Task to complete
In the Mutitjulu Waterhole passage below, reproduce everything from "As we departed" down to "in Kuniya Piti." word for word.

Text provided
((

As we departed for the car, there was a folk tale on plaques of a rainbow serpent who graces the watering hole.  The story is as follows with credit to the Uluru National Park exhibit at the Mutitjulu Waterhole:

(Story on plaques)

“Wherever you walk around Mutitjulu Waterhole you are surrounded by the presence of two ancestral beings - Kuniya the woma python woman and Liru the poisonous snake man.

Minyma Kuniya the woma python woman came from the east near Erldunda. A bad feeling grew in her stomach - something was wrong.  She had to go to Uluru. Kuniya created inma (ceremony) to connect her eggs together. She carries them to Uluru in a ring around her neck and placed them in Kuniya Piti.

Meanwhile, Kuniya’s nephew arrived on the other side of Uluru.  He was being chased by a war party of Liru (poisonous snake) men from near Kata Tjuta.  He had broken the law in their land and they were sent to punish him.

The Liru men threw spears at Kuniya’s nephew. One pierced his thigh and many others hit the side of Uluru.  One Liru warrior, Wati Liru, was left to care for the injured python man. But he did not do his duty and left the injured man on his own.

Minyma Kuniya realized that her nephew had been injured and was not being cared for properly.  She raced to Mutitjulu Waterhole and saw Wati Liru high up on the cliff. She called out to him about her nephew, but he only laughed.

Minyma Kuniya placed her wana (digging stick) upright in the ground in front of her. Kneeling down, she picked up handfuls of sand and threw it over her body singing and making herself stronger. She was creating inma (ceremony) to help her confront Wati Liru.

))

Information supplied

((

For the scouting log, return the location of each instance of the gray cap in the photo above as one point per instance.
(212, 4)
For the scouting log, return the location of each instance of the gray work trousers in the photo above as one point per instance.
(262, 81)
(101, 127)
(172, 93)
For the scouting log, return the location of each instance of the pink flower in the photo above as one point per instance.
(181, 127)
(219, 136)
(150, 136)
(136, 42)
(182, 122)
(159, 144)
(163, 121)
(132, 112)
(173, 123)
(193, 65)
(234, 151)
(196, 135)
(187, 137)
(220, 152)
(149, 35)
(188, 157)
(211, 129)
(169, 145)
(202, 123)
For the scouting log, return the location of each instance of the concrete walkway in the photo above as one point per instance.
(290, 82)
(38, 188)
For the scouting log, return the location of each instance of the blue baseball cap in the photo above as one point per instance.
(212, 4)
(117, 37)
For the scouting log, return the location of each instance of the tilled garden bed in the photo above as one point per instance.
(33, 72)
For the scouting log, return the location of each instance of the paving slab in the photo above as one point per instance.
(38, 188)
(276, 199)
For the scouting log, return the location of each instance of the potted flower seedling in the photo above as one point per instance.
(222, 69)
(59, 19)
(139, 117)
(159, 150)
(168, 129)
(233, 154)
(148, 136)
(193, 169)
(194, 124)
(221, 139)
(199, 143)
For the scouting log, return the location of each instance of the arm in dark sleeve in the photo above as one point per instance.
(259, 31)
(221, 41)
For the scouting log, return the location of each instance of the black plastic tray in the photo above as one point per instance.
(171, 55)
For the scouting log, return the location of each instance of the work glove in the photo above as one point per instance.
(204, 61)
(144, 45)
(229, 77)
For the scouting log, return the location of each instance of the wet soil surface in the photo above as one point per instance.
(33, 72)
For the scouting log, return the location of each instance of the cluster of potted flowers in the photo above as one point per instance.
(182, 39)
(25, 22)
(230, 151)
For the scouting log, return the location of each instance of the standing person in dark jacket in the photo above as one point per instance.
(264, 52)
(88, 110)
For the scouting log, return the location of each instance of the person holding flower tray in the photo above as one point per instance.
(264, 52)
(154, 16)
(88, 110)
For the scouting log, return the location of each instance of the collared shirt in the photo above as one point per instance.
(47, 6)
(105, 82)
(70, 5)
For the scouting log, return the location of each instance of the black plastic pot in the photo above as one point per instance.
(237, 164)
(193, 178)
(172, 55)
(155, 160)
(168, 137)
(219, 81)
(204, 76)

))

The reply
As we departed for the car, there was a folk tale on plaques of a rainbow serpent who graces the watering hole.  The story is as follows with credit to the Uluru National Park exhibit at the Mutitjulu Waterhole:

(Story on plaques)

“Wherever you walk around Mutitjulu Waterhole you are surrounded by the presence of two ancestral beings - Kuniya the woma python woman and Liru the poisonous snake man.

Minyma Kuniya the woma python woman came from the east near Erldunda. A bad feeling grew in her stomach - something was wrong.  She had to go to Uluru. Kuniya created inma (ceremony) to connect her eggs together. She carries them to Uluru in a ring around her neck and placed them in Kuniya Piti.